§ **Task statement**
All entries below are to be set down again, identical to the source.

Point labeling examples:

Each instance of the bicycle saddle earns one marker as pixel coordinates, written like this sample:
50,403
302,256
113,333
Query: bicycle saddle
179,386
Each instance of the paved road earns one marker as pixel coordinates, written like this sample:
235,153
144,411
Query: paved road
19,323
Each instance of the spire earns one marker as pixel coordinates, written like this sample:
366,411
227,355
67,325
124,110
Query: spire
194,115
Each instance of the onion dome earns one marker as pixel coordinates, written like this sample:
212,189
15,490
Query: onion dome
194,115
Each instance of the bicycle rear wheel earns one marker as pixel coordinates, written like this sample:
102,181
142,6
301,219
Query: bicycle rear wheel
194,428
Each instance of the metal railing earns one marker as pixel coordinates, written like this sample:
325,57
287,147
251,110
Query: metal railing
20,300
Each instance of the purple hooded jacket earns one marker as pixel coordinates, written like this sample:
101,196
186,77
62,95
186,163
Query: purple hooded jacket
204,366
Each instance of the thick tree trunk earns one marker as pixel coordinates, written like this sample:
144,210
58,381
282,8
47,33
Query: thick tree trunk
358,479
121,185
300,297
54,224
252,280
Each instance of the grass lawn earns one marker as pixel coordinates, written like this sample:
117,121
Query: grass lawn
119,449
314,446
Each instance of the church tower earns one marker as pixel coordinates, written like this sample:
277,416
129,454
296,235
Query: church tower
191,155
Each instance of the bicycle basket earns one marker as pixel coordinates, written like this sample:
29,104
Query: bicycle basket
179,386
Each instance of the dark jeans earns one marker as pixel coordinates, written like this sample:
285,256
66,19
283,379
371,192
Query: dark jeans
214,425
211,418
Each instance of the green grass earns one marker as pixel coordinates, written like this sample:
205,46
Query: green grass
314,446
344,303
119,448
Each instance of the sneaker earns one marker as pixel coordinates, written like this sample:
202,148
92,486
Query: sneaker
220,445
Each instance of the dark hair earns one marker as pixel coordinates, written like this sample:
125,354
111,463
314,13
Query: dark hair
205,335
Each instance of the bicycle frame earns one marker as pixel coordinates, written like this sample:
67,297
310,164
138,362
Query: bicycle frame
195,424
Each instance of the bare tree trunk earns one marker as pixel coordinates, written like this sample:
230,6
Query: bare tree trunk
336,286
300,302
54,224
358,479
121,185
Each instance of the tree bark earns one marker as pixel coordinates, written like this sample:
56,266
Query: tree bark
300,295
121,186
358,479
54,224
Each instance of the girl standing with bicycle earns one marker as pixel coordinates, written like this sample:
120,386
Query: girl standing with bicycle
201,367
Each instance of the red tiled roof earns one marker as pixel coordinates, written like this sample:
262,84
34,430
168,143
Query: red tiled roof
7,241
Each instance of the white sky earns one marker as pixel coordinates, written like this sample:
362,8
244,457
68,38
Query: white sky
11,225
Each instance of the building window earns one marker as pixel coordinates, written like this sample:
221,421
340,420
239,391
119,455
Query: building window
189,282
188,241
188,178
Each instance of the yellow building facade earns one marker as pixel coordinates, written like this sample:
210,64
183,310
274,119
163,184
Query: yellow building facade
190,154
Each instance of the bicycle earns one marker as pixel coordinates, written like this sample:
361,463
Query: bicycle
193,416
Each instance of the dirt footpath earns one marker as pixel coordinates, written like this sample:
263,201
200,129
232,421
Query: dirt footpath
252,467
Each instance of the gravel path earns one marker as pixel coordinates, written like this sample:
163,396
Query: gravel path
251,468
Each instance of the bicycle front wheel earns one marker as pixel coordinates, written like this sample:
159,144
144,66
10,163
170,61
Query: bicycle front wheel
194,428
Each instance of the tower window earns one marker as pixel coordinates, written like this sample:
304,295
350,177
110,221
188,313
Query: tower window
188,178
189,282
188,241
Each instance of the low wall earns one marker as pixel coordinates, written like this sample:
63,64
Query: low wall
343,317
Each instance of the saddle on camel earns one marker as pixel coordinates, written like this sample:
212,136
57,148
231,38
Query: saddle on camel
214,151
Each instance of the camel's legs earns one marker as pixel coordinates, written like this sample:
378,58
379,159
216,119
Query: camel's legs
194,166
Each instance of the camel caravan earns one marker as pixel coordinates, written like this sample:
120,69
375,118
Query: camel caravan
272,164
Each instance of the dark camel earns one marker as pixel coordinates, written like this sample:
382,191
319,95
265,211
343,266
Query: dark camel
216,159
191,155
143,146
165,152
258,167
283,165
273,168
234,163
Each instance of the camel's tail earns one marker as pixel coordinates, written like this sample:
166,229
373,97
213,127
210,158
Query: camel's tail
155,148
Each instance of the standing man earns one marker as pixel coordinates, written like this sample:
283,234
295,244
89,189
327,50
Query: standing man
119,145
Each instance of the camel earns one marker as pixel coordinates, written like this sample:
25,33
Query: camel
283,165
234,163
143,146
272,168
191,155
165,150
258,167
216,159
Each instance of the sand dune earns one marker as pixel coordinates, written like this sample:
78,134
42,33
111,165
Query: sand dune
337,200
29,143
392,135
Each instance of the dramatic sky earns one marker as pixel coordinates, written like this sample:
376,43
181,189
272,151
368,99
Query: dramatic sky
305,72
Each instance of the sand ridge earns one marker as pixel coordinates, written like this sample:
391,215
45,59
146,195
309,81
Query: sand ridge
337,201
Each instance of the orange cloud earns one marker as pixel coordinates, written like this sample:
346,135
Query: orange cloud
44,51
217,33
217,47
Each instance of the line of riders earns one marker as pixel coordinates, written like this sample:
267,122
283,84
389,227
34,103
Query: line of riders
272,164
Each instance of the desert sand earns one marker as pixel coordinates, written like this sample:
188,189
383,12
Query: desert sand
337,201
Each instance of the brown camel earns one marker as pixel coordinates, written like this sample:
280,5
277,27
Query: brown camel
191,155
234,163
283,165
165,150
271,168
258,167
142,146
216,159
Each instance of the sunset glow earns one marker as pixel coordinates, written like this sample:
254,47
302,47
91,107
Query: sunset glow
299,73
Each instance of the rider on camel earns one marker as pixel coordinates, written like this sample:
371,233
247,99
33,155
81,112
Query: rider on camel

§ **Completed exercise**
Each instance of the bicycle saddle earns one marker as pixel coordinates, written like this sample:
50,403
302,256
113,333
Query: bicycle saddle
179,386
Each instance of the paved road earns one marker as pixel coordinates, written like this sample:
235,153
144,411
Query: paved road
19,323
Each instance of the spire earns one marker as pixel coordinates, written like this sample:
366,411
227,355
67,325
124,110
Query: spire
194,115
Each instance of the onion dome earns one marker as pixel coordinates, written like this sample:
212,189
15,490
Query: onion dome
194,115
Each instance of the bicycle rear wheel earns one marker as pixel coordinates, written like this sample:
102,181
142,6
301,219
Query: bicycle rear wheel
194,428
Each instance of the metal railing earns one marker as pixel coordinates, written like this sample:
325,57
287,147
251,110
Query: metal railing
20,300
Each instance of the purple hooded jacket earns one marker as pixel coordinates, written like this sample:
101,196
186,77
62,95
186,163
Query: purple hooded jacket
204,366
Each instance of the thick tree trunk earns one marker as pixel coordinates, written like this sample:
144,210
58,381
282,8
47,33
Query: thick tree trunk
358,479
121,185
300,297
54,224
252,280
Each instance of the grass lawn earns one marker as pixel coordinates, written like this sample:
117,121
Query: grass lawn
119,449
314,446
Each instance of the church tower earns one marker as pixel coordinates, written like this sample:
277,416
129,454
296,235
Query: church tower
191,155
Each instance of the bicycle basket earns one marker as pixel coordinates, written like this sample:
29,104
Query: bicycle basket
179,386
Each instance of the dark jeans earns one marker as pixel coordinates, written like this sample:
285,256
66,19
283,379
371,192
Query: dark jeans
214,425
211,418
Each instance of the green grass earns one marker as pixel coordinates, written like this sample:
205,46
Query: green grass
314,446
344,303
119,448
Each instance of the sneaker earns one marker as pixel coordinates, written like this sample:
202,148
92,486
Query: sneaker
220,445
Each instance of the dark hair earns one marker as pixel coordinates, written like this sample:
125,354
111,463
314,13
Query: dark hair
205,335
Each instance of the bicycle frame earns one marker as pixel coordinates, written like this sample:
67,297
310,164
138,362
Query: bicycle frame
195,424
Each instance of the bare tree trunk earns one marker as pixel coordinates, written like this sample:
230,6
Query: bare tree trunk
336,286
300,302
54,224
358,479
121,185
Each instance of the tree bark earns one marker as pixel coordinates, written like this sample:
56,266
Query: tree bark
300,295
121,186
358,479
54,224
Each instance of the girl standing with bicycle earns one marker as pixel coordinates, written like this sample:
120,386
Query: girl standing with bicycle
201,367
Each instance of the red tiled roof earns one marker as pixel coordinates, written like this sample:
262,84
34,430
168,143
Query: red tiled roof
7,241
Each instance of the white sky earns one marker as pixel coordinates, written like this sample:
362,8
244,457
68,38
Query: white sky
11,225
Each instance of the building window earns one marker as pixel coordinates, written like this sample:
221,421
340,420
239,391
119,455
Query: building window
189,282
188,241
188,178
Each instance of the yellow building facade earns one marker as pixel coordinates, written like this sample:
210,64
183,310
274,119
163,184
Query: yellow building facade
190,154
Each instance of the bicycle earns one marker as pixel coordinates, written like this sample:
361,463
Query: bicycle
193,416
Each instance of the dirt footpath earns one marker as pixel coordinates, written like this sample:
263,201
200,129
232,421
Query: dirt footpath
252,467
Each instance of the gravel path earns one marker as pixel coordinates, written like this sample:
163,396
Query: gravel path
251,468
Each instance of the bicycle front wheel earns one marker as pixel coordinates, written like this sample:
159,144
144,66
10,163
170,61
Query: bicycle front wheel
194,428
Each instance of the tower window earns one marker as pixel coordinates, written like this sample:
304,295
350,177
110,221
188,313
Query: tower window
188,178
189,282
188,241
Each instance of the low wall earns one marker as pixel coordinates, written like this sample:
63,64
Query: low wall
343,317
Each instance of the saddle on camel earns one marker as pixel coordinates, written like this sample:
212,136
57,148
231,38
Query: saddle on camel
214,151
Each instance of the camel's legs earns one marker as pixel coordinates, written like this sample:
378,58
379,159
216,119
Query: camel's legs
194,166
Each instance of the camel caravan earns one marker as pixel coordinates, written like this sample:
120,69
375,118
Query: camel caravan
272,164
Each instance of the dark camel earns one marker as pixel coordinates, written like this sample:
382,191
319,95
265,211
343,266
Query: dark camel
216,159
191,155
143,146
165,152
258,167
283,165
273,168
234,163
Each instance of the camel's tail earns one marker as pixel coordinates, written like this sample:
166,229
373,97
213,127
210,158
Query: camel's tail
155,148
Each instance of the standing man earns one marker as pixel coordinates, written like this sample:
283,234
295,244
89,189
327,50
Query: standing man
119,145
Each instance of the camel earns one marker as pixel coordinates, written like this sample:
25,33
Query: camel
283,165
234,163
143,146
272,168
191,155
165,150
258,167
216,159
Each instance of the sand dune earns one marker as pixel coordinates, written like this sample:
78,134
42,33
111,165
Query: sand dune
337,200
29,143
392,135
Each instance of the dramatic sky earns one marker as pixel coordinates, written like this sample:
376,43
181,189
272,151
368,99
Query: dramatic sky
305,72
Each instance of the sand ridge earns one marker as pixel coordinates, written like this sample:
391,215
45,59
146,195
309,81
Query: sand ridge
337,201
Each instance of the orange cloud earns one marker as pixel coordinates, written like this sample:
346,135
Query: orange cloud
44,51
217,33
217,47
Each instance of the line of riders earns one marker as pixel coordinates, written like this sample:
267,122
283,84
389,227
34,103
Query: line of riders
272,164
Each instance of the desert sand earns one marker as pixel coordinates, written like this sample:
188,189
383,12
Query: desert sand
337,201
Each instance of the brown camel earns one marker as pixel coordinates, written like this sample:
280,5
277,27
Query: brown camel
191,155
234,163
283,165
165,150
271,168
258,167
142,146
216,159
Each instance of the sunset glow earns one marker as pixel coordinates, written like this sample:
254,47
302,47
91,107
Query: sunset glow
299,73
Each instance of the rider on camel earns one marker as pixel coordinates, written like this sample:
371,233
247,99
33,155
81,112
Query: rider on camel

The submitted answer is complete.